RECORDS SUPPLIED:

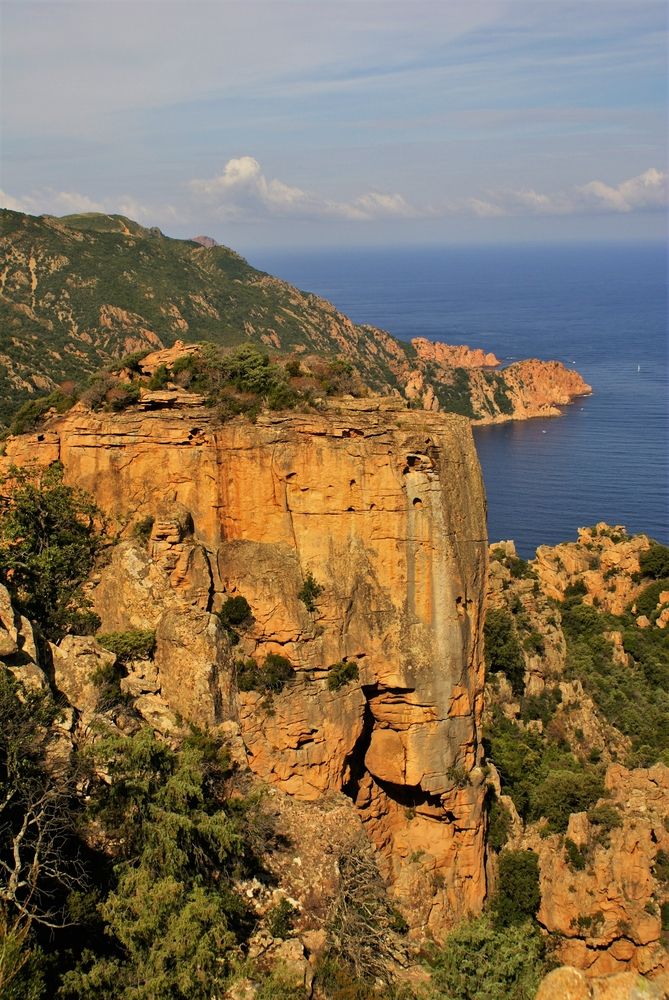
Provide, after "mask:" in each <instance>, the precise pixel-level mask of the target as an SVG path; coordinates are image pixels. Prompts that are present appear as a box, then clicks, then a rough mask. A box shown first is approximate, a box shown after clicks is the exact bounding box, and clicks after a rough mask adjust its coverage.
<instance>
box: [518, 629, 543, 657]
mask: <svg viewBox="0 0 669 1000" xmlns="http://www.w3.org/2000/svg"><path fill="white" fill-rule="evenodd" d="M523 647H524V648H525V649H526V650H527V652H528V653H538V654H539V656H543V654H544V651H545V645H544V640H543V637H542V635H541V633H540V632H535V631H532V632H530V634H529V635H526V636H525V638H524V639H523Z"/></svg>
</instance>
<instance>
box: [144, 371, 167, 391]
mask: <svg viewBox="0 0 669 1000" xmlns="http://www.w3.org/2000/svg"><path fill="white" fill-rule="evenodd" d="M169 380H170V372H169V369H168V367H167V365H158V367H157V368H156V370H155V372H154V373H153V375H152V376H151V378H150V379H149V382H148V387H149V389H151V390H152V391H154V392H155V391H156V390H157V389H164V388H165V386H166V385H167V383H168V382H169Z"/></svg>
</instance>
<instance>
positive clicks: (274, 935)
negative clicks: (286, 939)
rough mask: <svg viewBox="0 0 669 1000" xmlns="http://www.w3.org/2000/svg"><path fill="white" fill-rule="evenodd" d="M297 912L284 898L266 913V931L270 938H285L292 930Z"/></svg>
mask: <svg viewBox="0 0 669 1000" xmlns="http://www.w3.org/2000/svg"><path fill="white" fill-rule="evenodd" d="M297 912H298V911H297V910H296V909H295V907H294V906H293V905H292V903H289V902H288V900H287V899H286V898H285V897H284V898H283V899H282V900H280V901H279V902H278V903H277V904H276V906H273V907H272V908H271V909H270V910H268V911H267V929H268V931H269V932H270V934H271V935H272V937H279V938H287V937H289V936H290V932H291V931H292V929H293V922H294V920H295V917H296V916H297Z"/></svg>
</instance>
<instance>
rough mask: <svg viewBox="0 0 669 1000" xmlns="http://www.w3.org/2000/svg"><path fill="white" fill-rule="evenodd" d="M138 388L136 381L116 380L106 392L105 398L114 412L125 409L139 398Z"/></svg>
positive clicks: (129, 405)
mask: <svg viewBox="0 0 669 1000" xmlns="http://www.w3.org/2000/svg"><path fill="white" fill-rule="evenodd" d="M139 395H140V390H139V383H137V382H116V383H115V384H114V385H113V386H112V387H111V388H110V389H109V391H108V392H107V394H106V400H107V402H108V404H109V407H110V409H111V410H113V412H114V413H120V411H121V410H126V409H127V408H128V407H129V406H132V405H133V403H136V402H137V401H138V400H139Z"/></svg>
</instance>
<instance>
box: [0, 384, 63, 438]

WHAT YOU NEED TO DO: What you return must match the records above exactly, minus any images.

ANSWER SECTION:
Provide, after "mask:" in each <instance>, the precise pixel-level mask of the target as an SVG path; coordinates are image pixels. Prompts that are present appear as a box, then clicks, then a rough mask. A box shown first is approximate, a box shown after clicks is the exact bounding box, and clicks after a rough mask adjust its coverage.
<instance>
box: [518, 629, 543, 657]
mask: <svg viewBox="0 0 669 1000" xmlns="http://www.w3.org/2000/svg"><path fill="white" fill-rule="evenodd" d="M523 647H524V648H525V649H526V650H527V652H528V653H538V654H539V656H543V654H544V651H545V645H544V640H543V637H542V635H541V633H540V632H535V631H532V632H530V634H529V635H526V636H525V638H524V639H523Z"/></svg>
</instance>
<instance>
box: [144, 371, 167, 391]
mask: <svg viewBox="0 0 669 1000" xmlns="http://www.w3.org/2000/svg"><path fill="white" fill-rule="evenodd" d="M169 380H170V372H169V369H168V367H167V365H158V367H157V368H156V370H155V372H154V373H153V375H152V376H151V378H150V379H149V382H148V387H149V389H151V390H152V391H154V392H155V391H156V390H157V389H164V388H165V386H166V385H167V383H168V382H169Z"/></svg>
</instance>
<instance>
positive clicks: (274, 935)
negative clicks: (286, 939)
rough mask: <svg viewBox="0 0 669 1000" xmlns="http://www.w3.org/2000/svg"><path fill="white" fill-rule="evenodd" d="M297 912L284 898L266 913V931L270 938H285L292 930Z"/></svg>
mask: <svg viewBox="0 0 669 1000" xmlns="http://www.w3.org/2000/svg"><path fill="white" fill-rule="evenodd" d="M297 912H298V911H297V910H296V909H295V907H294V906H293V905H292V903H289V902H288V900H287V899H286V898H285V897H284V898H283V899H282V900H280V901H279V902H278V903H277V904H276V906H273V907H272V908H271V909H270V910H268V911H267V929H268V931H269V932H270V934H271V935H272V937H279V938H287V937H289V936H290V932H291V931H292V929H293V922H294V920H295V917H296V916H297Z"/></svg>
</instance>
<instance>
rough mask: <svg viewBox="0 0 669 1000" xmlns="http://www.w3.org/2000/svg"><path fill="white" fill-rule="evenodd" d="M138 388L136 381L116 380L106 392L105 398L114 412L125 409L139 398Z"/></svg>
positive clicks: (129, 405)
mask: <svg viewBox="0 0 669 1000" xmlns="http://www.w3.org/2000/svg"><path fill="white" fill-rule="evenodd" d="M139 395H140V390H139V383H137V382H116V383H115V384H114V385H113V386H112V387H111V388H110V389H109V391H108V392H107V394H106V400H107V402H108V404H109V407H110V409H111V410H113V412H114V413H120V411H121V410H126V409H127V408H128V407H129V406H132V405H133V403H136V402H137V401H138V400H139Z"/></svg>
</instance>
<instance>
box: [0, 384, 63, 438]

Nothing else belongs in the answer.